[Selected passage]
— START —

I haven't imported images yet, but was fighting crashes all morning while exporting. I could see a memory leak, and when it hit a certain level, LR would first slow down, then crash. I increased the raw cache to 10GB.

I'm uploading the update now.

Exporting with ver 6 has been a issue for me since it was first released.


----------



## mitchel (Oct 11, 2015)

Really? That's all you are apologizing for?


----------



## Sylvester (Oct 12, 2015)

Well it’s a start:- Acknowledging how poorly the changes were handled I mean.
However what is really required is for a consultation and dialogue with existing users and a wide sample of those existing users.
In addition we need to see the existing functionality of the import panel restored, even if this is not the default option but enabled as a compatibility mode which can be enabled by existing users in order to maintain their workflow and flexibility.

As for “removed some of our very low usage features to further reduce complexity and improve quality” ! Raised the question how do Adobe know what are very low usage features? They appear to have consulted new users, so by definition everything will be low usage.

No wishing to turn the important points above into a CC Vs. perpetual license debate, such changes which are introduced without consultation or announcement are strong reasons for me to stay away from a subscription model (apart from an aversion to renting anything)
At least with the perpetual license model I can elect to not upgrade and continue to use all of the existing features (Yes I know under CC I can keep LR installed and use the catalogue but Importantly I can’t go back to the develop module and tweak a photo) and if the next versions takes away something that I want or rely upon then while annoying I can vote with my wallet and not pay for the downgrade.

And since Adobe appear to be listening now, the decision to not offer incremental features to Perpetual license holders in dot released which are offered to CC subscribers, when the code is clearly in the product but has been disabled via the UI, is a major misstep.
I am of course talking about the demist feature. It is of course a stratagem to entice people to the CC model but to me it sends a very arrogant message and infers a level of contempt for none CC customers.
After all I have paid good money for the product and support through to the next major release version, just as much if not more money in fact than a CC subscriber would contribute to Adobe’s coffers over a year.

I’m sure that it’s better to have motivated and enthusiastic customers as opposed to grudging ones.

So well done for acknowledging the misstep with this latest released but please take a wider view.


----------



## Orangutan (Oct 12, 2015)

Sylvester said:


> the decision to not offer incremental features to Perpetual license holders in dot released which are offered to CC subscribers, when the code is clearly in the product but has been disabled via the UI, is a major misstep.

— END —

[Exercises]
1/ In the forum thread, why does Sylvester doubt Adobe's ability to judge which features are "very low usage"? Answer in one to three sentences.
2/ Please extract the forum thread's text from "I’m sure that" up to and including "a wider view.".
3/ According to the forum thread, what size did the first poster raise the raw cache to?
The records have no connection to the forum thread.

[Coordinate annotation records]

— START —

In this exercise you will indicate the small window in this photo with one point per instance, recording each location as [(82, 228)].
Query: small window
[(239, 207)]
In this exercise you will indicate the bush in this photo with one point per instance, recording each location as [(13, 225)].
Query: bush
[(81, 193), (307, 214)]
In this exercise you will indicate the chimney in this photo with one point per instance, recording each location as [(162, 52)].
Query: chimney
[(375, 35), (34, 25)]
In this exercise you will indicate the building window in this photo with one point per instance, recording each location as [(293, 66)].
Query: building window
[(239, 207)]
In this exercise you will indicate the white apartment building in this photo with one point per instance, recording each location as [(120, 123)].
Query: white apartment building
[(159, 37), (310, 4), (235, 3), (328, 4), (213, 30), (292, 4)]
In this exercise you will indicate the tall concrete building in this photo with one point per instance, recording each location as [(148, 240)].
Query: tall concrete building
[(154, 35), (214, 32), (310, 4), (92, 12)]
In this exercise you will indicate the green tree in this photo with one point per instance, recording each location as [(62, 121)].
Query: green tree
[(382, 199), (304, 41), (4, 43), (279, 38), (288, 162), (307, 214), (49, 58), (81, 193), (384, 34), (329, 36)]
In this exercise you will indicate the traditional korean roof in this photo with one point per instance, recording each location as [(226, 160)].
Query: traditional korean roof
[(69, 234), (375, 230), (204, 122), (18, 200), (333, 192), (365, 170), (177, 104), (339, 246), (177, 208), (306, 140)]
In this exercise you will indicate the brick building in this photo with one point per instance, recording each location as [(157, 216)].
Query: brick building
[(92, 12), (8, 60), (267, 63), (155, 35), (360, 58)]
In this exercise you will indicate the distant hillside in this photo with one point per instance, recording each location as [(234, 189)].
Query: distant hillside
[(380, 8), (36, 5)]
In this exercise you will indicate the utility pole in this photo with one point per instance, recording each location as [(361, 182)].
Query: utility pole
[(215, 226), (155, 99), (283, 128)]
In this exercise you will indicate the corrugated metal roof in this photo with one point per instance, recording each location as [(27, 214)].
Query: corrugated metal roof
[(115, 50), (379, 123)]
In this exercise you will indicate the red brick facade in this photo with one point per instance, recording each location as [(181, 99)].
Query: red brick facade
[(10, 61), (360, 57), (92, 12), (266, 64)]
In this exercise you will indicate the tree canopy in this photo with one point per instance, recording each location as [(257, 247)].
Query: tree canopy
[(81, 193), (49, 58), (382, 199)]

— END —
— START —

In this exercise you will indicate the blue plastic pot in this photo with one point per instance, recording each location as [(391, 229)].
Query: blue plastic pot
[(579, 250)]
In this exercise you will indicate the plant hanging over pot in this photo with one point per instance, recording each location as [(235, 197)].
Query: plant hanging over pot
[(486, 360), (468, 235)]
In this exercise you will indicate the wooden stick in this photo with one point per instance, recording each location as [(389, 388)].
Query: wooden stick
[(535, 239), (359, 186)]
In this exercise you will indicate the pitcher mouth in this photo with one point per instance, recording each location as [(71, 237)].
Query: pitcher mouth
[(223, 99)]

— END —

[Exercise answers]
1/ He says Adobe appear to have consulted new users. By definition, every existing feature would then look like low usage.

2/
I’m sure that it’s better to have motivated and enthusiastic customers as opposed to grudging ones.

So well done for acknowledging the misstep with this latest released but please take a wider view.

3/ 10GB.